:: WORK TASK ::
Under this line are the records; write out word for word the part that begins at the line containing "Target: gold cross ornament" and ends at the line containing "Target: window frame", and no more.

:: DATA SUPPLIED ::

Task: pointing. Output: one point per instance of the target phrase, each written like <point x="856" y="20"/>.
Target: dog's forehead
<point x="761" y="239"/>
...
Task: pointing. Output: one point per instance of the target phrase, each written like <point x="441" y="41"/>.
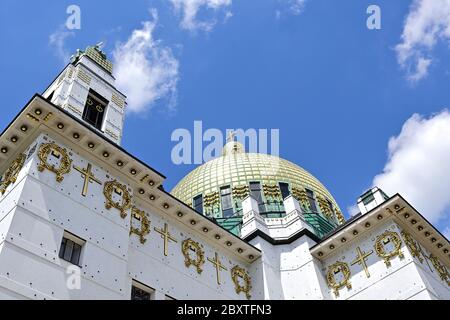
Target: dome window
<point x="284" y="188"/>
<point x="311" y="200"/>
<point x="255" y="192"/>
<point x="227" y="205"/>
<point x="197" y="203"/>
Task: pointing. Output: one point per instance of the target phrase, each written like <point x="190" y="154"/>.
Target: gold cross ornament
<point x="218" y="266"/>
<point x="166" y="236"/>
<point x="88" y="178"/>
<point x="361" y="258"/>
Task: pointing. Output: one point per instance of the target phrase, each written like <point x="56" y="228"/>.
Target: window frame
...
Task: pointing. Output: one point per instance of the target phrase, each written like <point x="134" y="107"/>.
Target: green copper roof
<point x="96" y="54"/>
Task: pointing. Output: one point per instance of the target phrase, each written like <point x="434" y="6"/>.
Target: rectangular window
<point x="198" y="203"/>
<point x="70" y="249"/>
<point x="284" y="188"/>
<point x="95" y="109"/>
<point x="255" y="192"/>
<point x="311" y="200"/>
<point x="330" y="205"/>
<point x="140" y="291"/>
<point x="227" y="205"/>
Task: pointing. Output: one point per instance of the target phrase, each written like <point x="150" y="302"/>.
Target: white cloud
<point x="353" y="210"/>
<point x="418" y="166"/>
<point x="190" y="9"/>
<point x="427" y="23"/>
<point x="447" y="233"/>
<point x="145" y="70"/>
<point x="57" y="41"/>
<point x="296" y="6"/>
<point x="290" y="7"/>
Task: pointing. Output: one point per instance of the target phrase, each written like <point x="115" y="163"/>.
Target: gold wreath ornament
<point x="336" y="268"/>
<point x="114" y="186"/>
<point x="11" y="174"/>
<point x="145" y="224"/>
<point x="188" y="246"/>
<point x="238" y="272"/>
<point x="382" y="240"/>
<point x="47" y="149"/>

:: FINISHED TASK ::
Target: gold cross ornament
<point x="218" y="266"/>
<point x="166" y="236"/>
<point x="88" y="178"/>
<point x="361" y="258"/>
Task: pointing. Output: one point per instance of the target phrase, each written like <point x="56" y="228"/>.
Target: window frame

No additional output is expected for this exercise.